MATERIAL FOR THIS TASK
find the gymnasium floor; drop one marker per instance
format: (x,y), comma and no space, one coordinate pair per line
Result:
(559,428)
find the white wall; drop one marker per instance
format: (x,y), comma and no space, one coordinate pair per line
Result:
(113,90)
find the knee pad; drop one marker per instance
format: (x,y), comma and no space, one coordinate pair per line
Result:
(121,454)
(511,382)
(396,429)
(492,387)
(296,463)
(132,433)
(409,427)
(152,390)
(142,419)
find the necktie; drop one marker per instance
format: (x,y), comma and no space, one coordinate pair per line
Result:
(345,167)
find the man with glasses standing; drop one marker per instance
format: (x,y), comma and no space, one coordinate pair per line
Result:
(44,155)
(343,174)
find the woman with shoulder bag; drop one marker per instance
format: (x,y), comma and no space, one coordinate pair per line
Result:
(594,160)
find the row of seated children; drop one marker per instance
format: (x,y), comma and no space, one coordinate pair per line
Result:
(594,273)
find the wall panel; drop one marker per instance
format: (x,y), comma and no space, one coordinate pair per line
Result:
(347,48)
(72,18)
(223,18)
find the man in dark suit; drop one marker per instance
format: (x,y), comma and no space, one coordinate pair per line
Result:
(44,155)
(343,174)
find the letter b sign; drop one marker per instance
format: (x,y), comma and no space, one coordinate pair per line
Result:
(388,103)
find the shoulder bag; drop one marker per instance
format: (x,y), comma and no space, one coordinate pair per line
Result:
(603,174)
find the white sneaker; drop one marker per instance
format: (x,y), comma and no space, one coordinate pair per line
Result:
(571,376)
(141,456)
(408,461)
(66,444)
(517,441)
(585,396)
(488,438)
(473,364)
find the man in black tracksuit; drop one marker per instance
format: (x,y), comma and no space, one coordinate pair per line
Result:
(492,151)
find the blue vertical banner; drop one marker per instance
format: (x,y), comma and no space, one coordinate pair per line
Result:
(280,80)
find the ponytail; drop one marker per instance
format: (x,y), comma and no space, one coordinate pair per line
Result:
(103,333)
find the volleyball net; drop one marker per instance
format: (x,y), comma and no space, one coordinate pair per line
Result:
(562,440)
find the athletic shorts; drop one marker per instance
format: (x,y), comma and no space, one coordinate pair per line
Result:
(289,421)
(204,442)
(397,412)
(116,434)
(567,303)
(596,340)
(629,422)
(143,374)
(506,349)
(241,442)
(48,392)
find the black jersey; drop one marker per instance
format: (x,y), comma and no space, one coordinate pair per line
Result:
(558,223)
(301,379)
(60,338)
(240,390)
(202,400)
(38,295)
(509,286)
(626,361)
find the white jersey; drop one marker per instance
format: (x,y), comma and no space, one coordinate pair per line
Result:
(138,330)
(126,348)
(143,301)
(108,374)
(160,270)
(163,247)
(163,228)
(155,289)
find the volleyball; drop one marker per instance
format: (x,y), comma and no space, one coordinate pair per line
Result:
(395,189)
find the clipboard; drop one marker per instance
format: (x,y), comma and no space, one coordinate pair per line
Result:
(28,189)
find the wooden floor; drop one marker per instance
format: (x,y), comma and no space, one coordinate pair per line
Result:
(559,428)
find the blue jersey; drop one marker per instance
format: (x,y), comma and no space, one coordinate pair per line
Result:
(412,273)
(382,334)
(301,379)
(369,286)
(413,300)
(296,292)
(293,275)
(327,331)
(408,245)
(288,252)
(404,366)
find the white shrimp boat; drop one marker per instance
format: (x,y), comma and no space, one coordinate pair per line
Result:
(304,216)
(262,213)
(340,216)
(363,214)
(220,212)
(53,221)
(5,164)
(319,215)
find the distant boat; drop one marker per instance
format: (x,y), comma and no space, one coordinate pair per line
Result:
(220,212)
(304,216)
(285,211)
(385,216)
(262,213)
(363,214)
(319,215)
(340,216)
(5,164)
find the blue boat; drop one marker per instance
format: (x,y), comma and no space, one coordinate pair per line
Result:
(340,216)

STATED TASK
Please render the lines of the records above as a numbered list, from the line holding "find the distant" through the end of the records, inclusive, with blank lines left out.

FULL OUTPUT
1. find the distant boat; drop one marker per instance
2. format: (x,y), comma and no space, one coordinate pair per line
3. Result:
4. (220,212)
5. (304,216)
6. (285,211)
7. (385,216)
8. (262,213)
9. (363,214)
10. (319,215)
11. (340,216)
12. (5,164)
13. find the blue boat; drop one marker per instance
14. format: (x,y), comma and no space, one coordinate pair per line
15. Result:
16. (340,216)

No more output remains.